=== PROBLEM TO WORK ON ===
Render each of the rows below as a JSON list of strings with one string per line, leaving out blank lines.

=== DATA EXTRACT ===
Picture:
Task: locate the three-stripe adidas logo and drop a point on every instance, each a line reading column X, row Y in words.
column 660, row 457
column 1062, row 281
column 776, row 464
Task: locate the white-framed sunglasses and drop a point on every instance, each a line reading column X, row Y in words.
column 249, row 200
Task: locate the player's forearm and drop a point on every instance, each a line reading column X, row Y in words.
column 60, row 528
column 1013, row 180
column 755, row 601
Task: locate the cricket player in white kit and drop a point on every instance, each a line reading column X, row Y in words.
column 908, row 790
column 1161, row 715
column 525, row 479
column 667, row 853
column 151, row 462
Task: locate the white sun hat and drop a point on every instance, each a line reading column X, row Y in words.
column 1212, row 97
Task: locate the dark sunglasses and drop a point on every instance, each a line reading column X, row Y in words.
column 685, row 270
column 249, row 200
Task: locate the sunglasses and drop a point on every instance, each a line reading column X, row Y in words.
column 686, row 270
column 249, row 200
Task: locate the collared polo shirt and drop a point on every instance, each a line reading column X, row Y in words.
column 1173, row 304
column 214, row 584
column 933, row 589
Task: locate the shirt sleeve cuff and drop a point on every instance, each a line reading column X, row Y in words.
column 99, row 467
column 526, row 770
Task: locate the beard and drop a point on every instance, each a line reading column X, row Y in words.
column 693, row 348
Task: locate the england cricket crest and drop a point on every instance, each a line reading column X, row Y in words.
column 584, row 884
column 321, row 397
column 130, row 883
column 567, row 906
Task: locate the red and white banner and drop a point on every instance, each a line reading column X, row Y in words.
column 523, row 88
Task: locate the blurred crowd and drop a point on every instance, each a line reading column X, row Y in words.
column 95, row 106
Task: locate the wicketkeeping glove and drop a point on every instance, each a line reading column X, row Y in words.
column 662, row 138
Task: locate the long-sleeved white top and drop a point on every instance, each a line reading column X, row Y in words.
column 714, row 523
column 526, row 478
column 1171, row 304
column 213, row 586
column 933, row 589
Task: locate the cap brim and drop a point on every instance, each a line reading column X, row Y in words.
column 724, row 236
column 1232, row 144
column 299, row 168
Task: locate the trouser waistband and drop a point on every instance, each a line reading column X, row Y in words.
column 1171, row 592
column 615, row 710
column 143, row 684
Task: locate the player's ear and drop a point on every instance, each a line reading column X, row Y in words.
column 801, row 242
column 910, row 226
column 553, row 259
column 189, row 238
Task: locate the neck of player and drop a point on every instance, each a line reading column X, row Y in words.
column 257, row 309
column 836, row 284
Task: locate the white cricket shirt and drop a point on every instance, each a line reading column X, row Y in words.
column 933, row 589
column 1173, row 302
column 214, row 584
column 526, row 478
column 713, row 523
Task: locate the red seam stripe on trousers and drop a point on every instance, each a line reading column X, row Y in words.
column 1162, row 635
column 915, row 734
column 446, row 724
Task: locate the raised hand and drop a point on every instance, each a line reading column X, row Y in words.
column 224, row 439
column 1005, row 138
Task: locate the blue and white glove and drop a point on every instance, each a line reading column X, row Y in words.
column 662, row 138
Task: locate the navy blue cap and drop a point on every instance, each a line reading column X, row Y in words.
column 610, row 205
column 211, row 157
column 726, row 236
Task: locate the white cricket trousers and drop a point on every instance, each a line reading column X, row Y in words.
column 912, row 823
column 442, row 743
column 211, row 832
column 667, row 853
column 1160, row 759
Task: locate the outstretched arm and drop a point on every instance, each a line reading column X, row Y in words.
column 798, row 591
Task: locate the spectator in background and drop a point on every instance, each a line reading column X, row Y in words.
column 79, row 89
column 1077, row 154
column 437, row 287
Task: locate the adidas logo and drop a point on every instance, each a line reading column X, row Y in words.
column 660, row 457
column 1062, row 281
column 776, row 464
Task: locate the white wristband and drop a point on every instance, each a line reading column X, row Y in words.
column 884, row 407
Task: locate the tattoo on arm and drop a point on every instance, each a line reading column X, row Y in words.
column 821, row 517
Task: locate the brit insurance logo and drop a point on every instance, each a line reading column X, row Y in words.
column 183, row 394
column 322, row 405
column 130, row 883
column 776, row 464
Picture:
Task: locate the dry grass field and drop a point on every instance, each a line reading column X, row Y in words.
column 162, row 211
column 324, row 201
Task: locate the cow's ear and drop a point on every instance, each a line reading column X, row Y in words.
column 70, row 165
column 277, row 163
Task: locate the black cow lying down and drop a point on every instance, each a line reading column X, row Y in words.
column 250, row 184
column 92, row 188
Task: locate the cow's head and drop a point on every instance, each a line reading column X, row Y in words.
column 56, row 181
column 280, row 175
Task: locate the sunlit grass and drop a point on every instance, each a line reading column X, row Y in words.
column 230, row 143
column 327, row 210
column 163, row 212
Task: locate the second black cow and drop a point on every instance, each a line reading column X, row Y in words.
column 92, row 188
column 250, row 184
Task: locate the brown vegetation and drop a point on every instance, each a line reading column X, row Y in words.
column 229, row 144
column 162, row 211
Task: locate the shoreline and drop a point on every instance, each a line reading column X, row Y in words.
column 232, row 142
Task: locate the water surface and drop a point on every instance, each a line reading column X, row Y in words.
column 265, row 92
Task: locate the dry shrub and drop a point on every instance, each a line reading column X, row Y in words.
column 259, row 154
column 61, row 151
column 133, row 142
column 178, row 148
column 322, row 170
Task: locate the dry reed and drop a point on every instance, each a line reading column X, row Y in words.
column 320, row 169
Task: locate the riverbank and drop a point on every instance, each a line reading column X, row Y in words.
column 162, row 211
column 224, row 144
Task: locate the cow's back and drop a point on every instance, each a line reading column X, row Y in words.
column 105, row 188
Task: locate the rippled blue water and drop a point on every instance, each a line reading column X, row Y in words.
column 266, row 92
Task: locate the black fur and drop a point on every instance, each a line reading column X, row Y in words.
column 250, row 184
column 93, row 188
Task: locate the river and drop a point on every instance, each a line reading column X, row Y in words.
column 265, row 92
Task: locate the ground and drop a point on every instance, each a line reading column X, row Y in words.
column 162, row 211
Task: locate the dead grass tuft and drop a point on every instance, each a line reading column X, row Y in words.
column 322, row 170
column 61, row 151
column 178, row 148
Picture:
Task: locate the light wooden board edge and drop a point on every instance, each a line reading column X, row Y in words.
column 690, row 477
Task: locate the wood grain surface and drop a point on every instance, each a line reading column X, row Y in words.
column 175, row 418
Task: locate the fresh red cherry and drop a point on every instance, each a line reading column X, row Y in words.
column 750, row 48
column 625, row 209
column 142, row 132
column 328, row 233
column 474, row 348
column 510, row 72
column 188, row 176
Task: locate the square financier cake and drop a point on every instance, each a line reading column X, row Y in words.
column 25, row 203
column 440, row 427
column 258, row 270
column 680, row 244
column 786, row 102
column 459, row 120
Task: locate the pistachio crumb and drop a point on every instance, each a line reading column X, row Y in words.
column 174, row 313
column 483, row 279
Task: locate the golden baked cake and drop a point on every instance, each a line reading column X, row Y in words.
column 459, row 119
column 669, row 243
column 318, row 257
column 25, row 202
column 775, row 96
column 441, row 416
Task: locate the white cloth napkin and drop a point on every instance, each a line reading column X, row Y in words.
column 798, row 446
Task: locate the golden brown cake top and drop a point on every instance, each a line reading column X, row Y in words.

=== FINISHED EXERCISE ===
[
  "Picture:",
  "Task: locate the three-stripe adidas logo and drop a point on every instance, each a line reading column X, row Y in words.",
  "column 660, row 457",
  "column 1062, row 281",
  "column 776, row 464",
  "Task: locate the white-framed sunglasses and drop a point on every instance, each a line reading column X, row Y in words.",
  "column 249, row 200",
  "Task: locate the player's forearm and drop a point on every instance, each a line reading column X, row Y in words.",
  "column 60, row 528",
  "column 1013, row 180",
  "column 755, row 601",
  "Task: locate the cricket player in white kit and drop a point on every instance, each a line reading column X, row Y in words.",
  "column 908, row 790",
  "column 1161, row 715",
  "column 525, row 479",
  "column 667, row 853",
  "column 151, row 462",
  "Task: locate the white sun hat and drop a point on every instance, each a line reading column X, row Y in words.",
  "column 1212, row 97",
  "Task: locate the dark sunglasses and drop a point on every instance, each a line reading column X, row Y in words.",
  "column 685, row 270",
  "column 249, row 200",
  "Task: locate the sunglasses and drop a point on every instance, each a line reading column X, row Y in words.",
  "column 686, row 270",
  "column 249, row 200",
  "Task: locate the collared polo shirt and drop a point on every instance, each a line reading column X, row Y in words.",
  "column 1173, row 304",
  "column 214, row 584",
  "column 933, row 589",
  "Task: locate the shirt sleeve cuff and drop a point on every instance, each a line reading column X, row Y in words.",
  "column 99, row 467",
  "column 526, row 770",
  "Task: locate the beard and drop a point on every instance, each a line reading column X, row Y in words.",
  "column 693, row 348",
  "Task: locate the england cricket crest and drop a point on every instance, each a line reading column X, row Y in words.",
  "column 584, row 884",
  "column 321, row 397",
  "column 130, row 883",
  "column 567, row 906",
  "Task: locate the red and white banner and drop a point on every instance, each a line reading column X, row Y in words.",
  "column 523, row 88",
  "Task: locate the blurred crowd and drop a point on every instance, each a line reading column X, row Y in words.",
  "column 95, row 106",
  "Task: locate the wicketkeeping glove and drop a point on every instance, each a line reading column X, row Y in words.",
  "column 662, row 138",
  "Task: locate the long-sleeved white top and drop a point on every instance, each a line reading column X, row Y in words.",
  "column 714, row 523",
  "column 526, row 478",
  "column 1171, row 304",
  "column 213, row 586",
  "column 933, row 589",
  "Task: locate the cap brim and drop a point on every instance, each a line reading column X, row Y in words.",
  "column 724, row 236",
  "column 1232, row 144",
  "column 299, row 168",
  "Task: locate the trouser waistband and drop a point on every instance, each a line reading column X, row Y in words.",
  "column 1171, row 592",
  "column 615, row 710",
  "column 143, row 684",
  "Task: locate the player's ear and drop a point on every instance, each a line reading column X, row Y in words.",
  "column 801, row 242",
  "column 910, row 226",
  "column 553, row 259",
  "column 189, row 238",
  "Task: locate the neck of player and drop a point on every instance, each a line reading column X, row Y in words.",
  "column 257, row 309",
  "column 836, row 284",
  "Task: locate the white cricket shirt and drop a point on every instance, each a line reading column X, row Y in words.",
  "column 933, row 589",
  "column 1173, row 302",
  "column 214, row 584",
  "column 526, row 478",
  "column 713, row 523",
  "Task: locate the red seam stripe on trousers and drop a point on every instance, each a line reading column X, row Y in words.",
  "column 1162, row 635",
  "column 915, row 734",
  "column 446, row 724",
  "Task: locate the raised hand and drop a point on every instance, each a line reading column X, row Y in words.",
  "column 224, row 439",
  "column 1005, row 138",
  "Task: locate the blue and white glove and drop a point on every instance, each a line reading column X, row Y in words.",
  "column 662, row 138",
  "Task: locate the navy blue cap and drop a point on every instance, each a line reading column X, row Y in words.",
  "column 610, row 205",
  "column 211, row 157",
  "column 726, row 236",
  "Task: locate the white cricket trousers and drop a point on every instance, each a line reading column X, row Y in words.",
  "column 912, row 823",
  "column 442, row 743",
  "column 211, row 832",
  "column 667, row 853",
  "column 1160, row 759",
  "Task: locate the outstretched arm and drop a point on every instance, each a line reading column X, row Y in words.",
  "column 798, row 591",
  "Task: locate the spectator in background and drop a point on every instance, each a line reading column X, row Y in words.",
  "column 79, row 89",
  "column 1077, row 154",
  "column 437, row 287",
  "Task: locate the adidas logo and drop a point on every instance, each a line reading column X, row Y in words.",
  "column 660, row 457",
  "column 1062, row 281",
  "column 776, row 464",
  "Task: locate the white wristband and drop a point on every instance, each a line reading column X, row Y in words.",
  "column 884, row 407",
  "Task: locate the tattoo on arm and drop a point on every instance, each a line reading column X, row Y in words.",
  "column 821, row 517",
  "Task: locate the brit insurance logo and drop a point on every instance, each a line reading column X, row Y in words.",
  "column 183, row 394",
  "column 322, row 405",
  "column 130, row 883",
  "column 776, row 464",
  "Picture:",
  "Task: locate the dry grass field and drop a point on every instance, each a line reading column X, row Y in words.",
  "column 162, row 211",
  "column 324, row 201",
  "Task: locate the cow's ear and drop a point on every instance, each a line reading column X, row Y in words.",
  "column 70, row 165",
  "column 277, row 163",
  "Task: locate the black cow lying down and drop a point on every instance, each a line reading column X, row Y in words.",
  "column 250, row 184",
  "column 92, row 188",
  "Task: locate the cow's head and drop a point on every instance, each a line reading column X, row Y in words.",
  "column 56, row 181",
  "column 280, row 175",
  "Task: locate the sunlit grass and drop a point on every instance, each a line reading column X, row Y in words.",
  "column 230, row 143",
  "column 327, row 210",
  "column 163, row 212",
  "Task: locate the second black cow and drop a point on every instance, each a line reading column X, row Y in words.",
  "column 92, row 188",
  "column 250, row 184",
  "Task: locate the brown vegetation and drop a point on every instance, each a line reading column X, row Y in words.",
  "column 229, row 144",
  "column 162, row 211",
  "Task: locate the shoreline and drop a point on every instance, each a line reading column X, row Y in words.",
  "column 232, row 142",
  "Task: locate the water surface and drop a point on every instance, each a line reading column X, row Y in words.",
  "column 265, row 92",
  "Task: locate the dry shrub and drop a point on every instance, each a line reading column X, row Y in words.",
  "column 259, row 154",
  "column 61, row 151",
  "column 133, row 142",
  "column 178, row 148",
  "column 322, row 170",
  "Task: locate the dry reed and drop a point on every instance, each a line reading column X, row Y in words.",
  "column 320, row 169",
  "Task: locate the riverbank and drop a point on every instance, each a line reading column X, row Y in words.",
  "column 162, row 211",
  "column 224, row 144",
  "Task: locate the cow's back and drop a point on every instance, each a line reading column X, row Y in words.",
  "column 105, row 188",
  "Task: locate the rippled blue water and drop a point on every instance, each a line reading column X, row Y in words.",
  "column 266, row 92",
  "Task: locate the black fur and drop a point on every instance, each a line reading column X, row Y in words.",
  "column 250, row 184",
  "column 93, row 188",
  "Task: locate the river and drop a point on every instance, each a line reading column X, row Y in words.",
  "column 265, row 92",
  "Task: locate the ground and drop a point on every instance, each a line reading column X, row Y in words.",
  "column 162, row 211",
  "Task: locate the dead grass tuft and drop a point on every instance, each a line reading column X, row Y in words.",
  "column 322, row 170",
  "column 61, row 151",
  "column 178, row 148",
  "Picture:",
  "Task: locate the light wooden board edge and drop a point on every instance, each a line reading column X, row Y in words.",
  "column 690, row 477",
  "Task: locate the wood grain surface and drop a point on every instance, each a line reading column X, row Y in words.",
  "column 175, row 418",
  "Task: locate the fresh red cherry and drop a point on every instance, each a line reading column X, row Y in words.",
  "column 750, row 48",
  "column 625, row 209",
  "column 142, row 132",
  "column 328, row 233",
  "column 474, row 348",
  "column 510, row 72",
  "column 188, row 176",
  "Task: locate the square financier cake and drop a point on every instance, each a line reading column X, row Y in words.",
  "column 25, row 203",
  "column 440, row 427",
  "column 258, row 270",
  "column 680, row 244",
  "column 786, row 102",
  "column 459, row 120",
  "Task: locate the pistachio crumb and drop a point on every instance, each a line reading column X, row Y in words.",
  "column 174, row 313",
  "column 483, row 279",
  "Task: locate the golden baked cake and drop a point on every instance, each a line reading column X, row Y in words.",
  "column 459, row 119",
  "column 669, row 243",
  "column 318, row 257",
  "column 25, row 202",
  "column 775, row 96",
  "column 441, row 416",
  "Task: locate the white cloth napkin and drop a point on every instance, each a line reading column X, row Y in words.",
  "column 798, row 446",
  "Task: locate the golden brown cake top and drop a point on every instance, each a line reading column X, row Y in words."
]